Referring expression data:
'''

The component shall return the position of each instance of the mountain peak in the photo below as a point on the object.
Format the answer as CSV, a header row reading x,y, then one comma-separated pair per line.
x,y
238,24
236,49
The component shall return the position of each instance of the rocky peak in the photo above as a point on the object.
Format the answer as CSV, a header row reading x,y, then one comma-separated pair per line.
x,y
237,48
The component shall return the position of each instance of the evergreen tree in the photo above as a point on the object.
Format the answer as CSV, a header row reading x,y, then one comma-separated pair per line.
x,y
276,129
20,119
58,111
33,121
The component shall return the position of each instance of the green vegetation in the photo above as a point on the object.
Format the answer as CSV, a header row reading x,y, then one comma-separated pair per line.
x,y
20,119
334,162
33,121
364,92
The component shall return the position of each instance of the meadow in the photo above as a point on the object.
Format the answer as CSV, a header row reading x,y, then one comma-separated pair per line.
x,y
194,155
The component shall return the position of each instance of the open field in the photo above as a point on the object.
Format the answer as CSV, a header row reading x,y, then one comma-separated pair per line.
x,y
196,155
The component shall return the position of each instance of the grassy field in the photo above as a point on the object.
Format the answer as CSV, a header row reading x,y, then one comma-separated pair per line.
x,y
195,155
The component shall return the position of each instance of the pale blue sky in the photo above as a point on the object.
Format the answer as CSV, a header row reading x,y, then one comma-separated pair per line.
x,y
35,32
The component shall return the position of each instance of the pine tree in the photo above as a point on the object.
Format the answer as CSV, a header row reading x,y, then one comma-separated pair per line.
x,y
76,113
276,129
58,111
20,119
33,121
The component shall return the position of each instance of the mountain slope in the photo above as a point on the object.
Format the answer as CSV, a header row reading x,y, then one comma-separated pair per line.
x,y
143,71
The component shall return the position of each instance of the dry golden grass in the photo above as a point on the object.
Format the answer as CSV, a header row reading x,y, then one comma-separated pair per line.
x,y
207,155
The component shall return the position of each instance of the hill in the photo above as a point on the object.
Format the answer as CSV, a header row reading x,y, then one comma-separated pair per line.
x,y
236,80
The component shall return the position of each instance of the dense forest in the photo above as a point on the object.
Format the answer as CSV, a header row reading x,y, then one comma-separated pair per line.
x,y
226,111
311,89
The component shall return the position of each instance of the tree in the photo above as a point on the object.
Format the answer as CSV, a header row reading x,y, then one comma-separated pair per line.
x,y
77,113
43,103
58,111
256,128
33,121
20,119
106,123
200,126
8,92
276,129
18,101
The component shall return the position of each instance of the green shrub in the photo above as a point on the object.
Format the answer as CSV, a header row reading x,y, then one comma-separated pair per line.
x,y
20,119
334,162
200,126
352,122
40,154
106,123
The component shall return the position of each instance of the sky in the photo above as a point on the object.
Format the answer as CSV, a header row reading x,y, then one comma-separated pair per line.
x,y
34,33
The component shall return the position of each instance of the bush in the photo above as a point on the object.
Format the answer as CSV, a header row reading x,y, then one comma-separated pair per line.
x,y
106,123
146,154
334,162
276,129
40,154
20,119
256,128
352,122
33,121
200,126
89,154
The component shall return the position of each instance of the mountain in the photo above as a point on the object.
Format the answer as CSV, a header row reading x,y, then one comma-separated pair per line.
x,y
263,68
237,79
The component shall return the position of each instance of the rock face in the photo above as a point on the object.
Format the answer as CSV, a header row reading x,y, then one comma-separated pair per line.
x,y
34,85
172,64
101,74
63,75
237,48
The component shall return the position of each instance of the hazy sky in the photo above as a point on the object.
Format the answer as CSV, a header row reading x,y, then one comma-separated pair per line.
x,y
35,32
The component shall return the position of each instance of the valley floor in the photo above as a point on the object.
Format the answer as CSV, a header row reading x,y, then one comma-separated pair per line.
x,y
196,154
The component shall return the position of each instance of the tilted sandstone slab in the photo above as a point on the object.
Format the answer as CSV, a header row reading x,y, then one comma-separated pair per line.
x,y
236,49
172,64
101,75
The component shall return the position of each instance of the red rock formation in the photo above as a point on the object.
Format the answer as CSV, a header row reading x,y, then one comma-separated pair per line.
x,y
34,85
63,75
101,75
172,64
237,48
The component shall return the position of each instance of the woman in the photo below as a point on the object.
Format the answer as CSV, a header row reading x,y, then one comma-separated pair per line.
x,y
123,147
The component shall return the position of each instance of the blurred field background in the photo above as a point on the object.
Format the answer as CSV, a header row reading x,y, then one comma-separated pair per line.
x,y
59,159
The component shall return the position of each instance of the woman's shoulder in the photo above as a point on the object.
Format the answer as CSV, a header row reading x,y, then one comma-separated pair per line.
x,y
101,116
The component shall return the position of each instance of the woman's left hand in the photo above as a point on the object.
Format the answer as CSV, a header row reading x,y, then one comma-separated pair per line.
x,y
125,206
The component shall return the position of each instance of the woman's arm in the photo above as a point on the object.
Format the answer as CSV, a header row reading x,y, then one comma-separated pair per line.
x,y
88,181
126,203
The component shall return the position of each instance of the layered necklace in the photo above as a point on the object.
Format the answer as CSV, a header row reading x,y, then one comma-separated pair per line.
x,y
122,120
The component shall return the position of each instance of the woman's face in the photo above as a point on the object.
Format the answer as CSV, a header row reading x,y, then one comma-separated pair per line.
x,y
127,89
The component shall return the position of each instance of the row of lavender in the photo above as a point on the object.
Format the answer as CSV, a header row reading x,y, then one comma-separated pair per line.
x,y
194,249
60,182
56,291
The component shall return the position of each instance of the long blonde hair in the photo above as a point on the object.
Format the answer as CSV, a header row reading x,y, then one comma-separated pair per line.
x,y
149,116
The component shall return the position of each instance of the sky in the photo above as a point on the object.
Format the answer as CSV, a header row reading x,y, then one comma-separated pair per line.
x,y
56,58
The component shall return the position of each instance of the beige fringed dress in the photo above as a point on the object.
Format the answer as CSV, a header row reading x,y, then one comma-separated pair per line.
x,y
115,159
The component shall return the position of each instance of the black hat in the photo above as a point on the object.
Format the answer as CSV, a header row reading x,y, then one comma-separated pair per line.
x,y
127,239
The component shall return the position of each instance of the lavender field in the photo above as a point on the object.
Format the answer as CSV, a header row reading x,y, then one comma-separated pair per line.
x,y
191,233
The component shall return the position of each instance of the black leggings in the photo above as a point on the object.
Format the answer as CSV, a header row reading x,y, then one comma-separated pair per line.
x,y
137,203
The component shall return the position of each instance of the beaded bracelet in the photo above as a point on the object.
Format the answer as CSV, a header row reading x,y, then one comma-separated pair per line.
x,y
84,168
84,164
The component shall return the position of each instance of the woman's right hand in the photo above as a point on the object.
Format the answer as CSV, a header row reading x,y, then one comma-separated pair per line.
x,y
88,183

'''

* **EXERCISE GOAL**
Every record above must be repeated word for word.

* **ANSWER TO THE EXERCISE**
The component shall return the position of each instance of the mountain peak in the photo below as a point on the object.
Format the answer as CSV, a header row reading x,y, then one comma-separated pair per line.
x,y
238,24
236,49
The component shall return the position of each instance of the rocky peak in the photo above as a point on the object.
Format the answer as CSV, a header row reading x,y, then one comma-separated pair per line.
x,y
237,48
The component shall return the position of each instance of the evergreen tree in the photo above as a point on the object.
Format the answer as CSV, a header row reading x,y, then one comma-separated pair per line.
x,y
276,129
20,119
58,111
33,121
The component shall return the position of each instance of the green vegetation in the photo above as a point on the object.
Format the answer as CSV, a header row reading x,y, then one comma-separated pair per line.
x,y
20,119
334,162
33,121
364,92
The component shall return the position of each instance of the meadow in the photo above as a point on the object.
Format the answer as CSV, a header row reading x,y, then one comma-separated pair per line.
x,y
194,155
The component shall return the position of each instance of the open field in the photo above as a point on the object.
Format the answer as CSV, a header row reading x,y, then one comma-separated pair per line.
x,y
196,155
The component shall return the position of each instance of the grassy field in the photo above as a point on the object.
Format the answer as CSV, a header row reading x,y, then one comma-separated pair per line.
x,y
195,155
The component shall return the position of each instance of the pale blue sky in the photo above as a point on the object.
Format the answer as CSV, a header row reading x,y, then one comma-separated pair per line.
x,y
35,32
The component shall return the position of each instance of the pine tree in the photo above as a point on the object.
Format the answer as CSV, a header row reading x,y, then one comma-separated pair per line.
x,y
76,113
276,129
58,111
20,119
33,121
The component shall return the position of each instance of the mountain slope in the photo above as a point on the object.
Format the answer as CSV, a header row reading x,y, then one comma-separated pair per line.
x,y
143,71
The component shall return the position of each instance of the dry golden grass in the photo above as a point on the object.
Format the answer as CSV, a header row reading x,y, then one comma-separated pair per line.
x,y
207,155
The component shall return the position of each instance of the hill in the photo above as a point on the object.
Format the answer as CSV, a header row reading x,y, then one comma-separated pair per line.
x,y
236,80
The component shall return the position of each instance of the dense forest in the photo above as a point on the object.
Format the answer as CSV, a header row reading x,y, then one comma-separated pair per line.
x,y
226,111
311,89
The component shall return the position of each instance of the tree in the photo above as a point on the object.
Format the answer as CSV, a header row reading x,y, then one comma-separated pair per line.
x,y
77,113
43,103
58,111
256,128
33,121
20,119
106,123
200,126
8,92
276,129
18,101
The component shall return the position of each instance of the green shrub in the photo above as a point on the object.
Format the answer as CSV, a header row reading x,y, then one comma-separated pair per line.
x,y
20,119
334,162
200,126
352,122
40,154
106,123
The component shall return the position of each instance of the sky in the photo above as a point on the object.
Format the answer as CSV, a header row reading x,y, then one comma-separated pair per line.
x,y
34,33
The component shall return the position of each instance of the bush in the photo above as a point on the object.
Format the answer as CSV, a header row reading x,y, then one comma-separated pair per line.
x,y
106,123
146,154
334,162
276,129
40,154
20,119
256,128
352,122
33,121
200,126
89,154
The component shall return the position of each instance of the mountain in the photo above as a point on the object.
Format the answer as CSV, a header row reading x,y, then one comma-separated pair per line.
x,y
263,68
237,79
The component shall return the position of each instance of the rock face in the photo above as a point on the object.
Format the answer as CSV, a header row reading x,y, then one comma-separated pair per line.
x,y
34,85
172,64
101,74
63,75
237,48
The component shall return the position of each instance of the hazy sky in the photo above as a point on the object.
Format the answer as CSV, a header row reading x,y, then one comma-separated pair per line.
x,y
35,32
The component shall return the position of each instance of the valley floor in the photo above as a point on the object.
Format the answer as CSV, a header row reading x,y, then one comma-separated pair per line.
x,y
196,154
The component shall return the position of each instance of the tilted sandstone slab in the photo above as a point on the object.
Format the answer as CSV, a header row reading x,y, then one comma-separated pair per line.
x,y
236,49
172,64
101,75
The component shall return the position of each instance of the red rock formation in the photo above as a point on the object.
Format the answer as CSV, a header row reading x,y, then one comma-separated pair per line.
x,y
34,85
63,75
101,75
172,64
237,48
The component shall return the position of each instance of the woman in the photo below as a point on the object.
Format the answer as CSV, a header row reading x,y, then one comma-separated pair per line.
x,y
123,147
The component shall return the position of each instance of the blurred field background in the photo above as a point on the object.
Format the answer as CSV, a header row reading x,y, then one comma-separated pair per line.
x,y
59,159
The component shall return the position of each instance of the woman's shoulder in the photo above as a point on the object.
Format the answer as CSV, a header row reading x,y, then one comma-separated pair per line.
x,y
101,116
The component shall return the position of each instance of the woman's left hand in the photo above as a point on the object.
Format the answer as CSV, a header row reading x,y, then one comma-separated pair per line.
x,y
125,206
The component shall return the position of each instance of the woman's arm in the photo above as a point on the object.
Format the answer as CSV, a header row reading x,y, then one comma-separated pair per line.
x,y
88,181
126,203
The component shall return the position of each instance of the layered necklace in the photo above as a point on the object.
Format the answer as CSV, a header row reading x,y, then one comma-separated pair per line.
x,y
122,120
The component shall return the position of each instance of the woman's face in the photo above as a point on the object.
Format the answer as CSV, a header row reading x,y, then one comma-separated pair per line.
x,y
127,89
The component shall return the position of each instance of the row of lavender in the photo above as a point on the object.
Format the answer as CSV, a header row reading x,y, then one comma-separated pair per line.
x,y
194,249
60,182
56,291
The component shall return the position of each instance of the long blonde hair in the photo above as a point on the object.
Format the answer as CSV, a header row reading x,y, then one comma-separated pair per line.
x,y
149,116
The component shall return the position of each instance of the sky in the photo above as a point on the object.
Format the answer as CSV, a header row reading x,y, then one comma-separated pair per line.
x,y
56,58
The component shall return the position of each instance of the beige fringed dress in the photo above as a point on the object.
Format the answer as CSV, a header row reading x,y, then one comma-separated pair per line.
x,y
115,159
The component shall return the position of each instance of the black hat in the photo above as a point on the object.
Format the answer as CSV, a header row reading x,y, then one comma-separated pair per line.
x,y
127,239
The component shall return the position of each instance of the lavender field in the photo above as a point on the object.
Format the answer as CSV, a header row reading x,y, then one comma-separated pair per line.
x,y
191,233
The component shall return the position of each instance of the black leggings in the photo above as a point on the object.
Format the answer as CSV, a header row reading x,y, then one comma-separated pair per line.
x,y
137,203
The component shall return the position of each instance of the beaded bracelet in the photo above as a point on the object.
Format the answer as CSV, a header row reading x,y, then one comma-separated pair per line.
x,y
84,168
84,164
The component shall return the position of each instance of the woman's right hand in the photo above as a point on the object.
Format the answer as CSV, a header row reading x,y, then one comma-separated pair per line.
x,y
88,183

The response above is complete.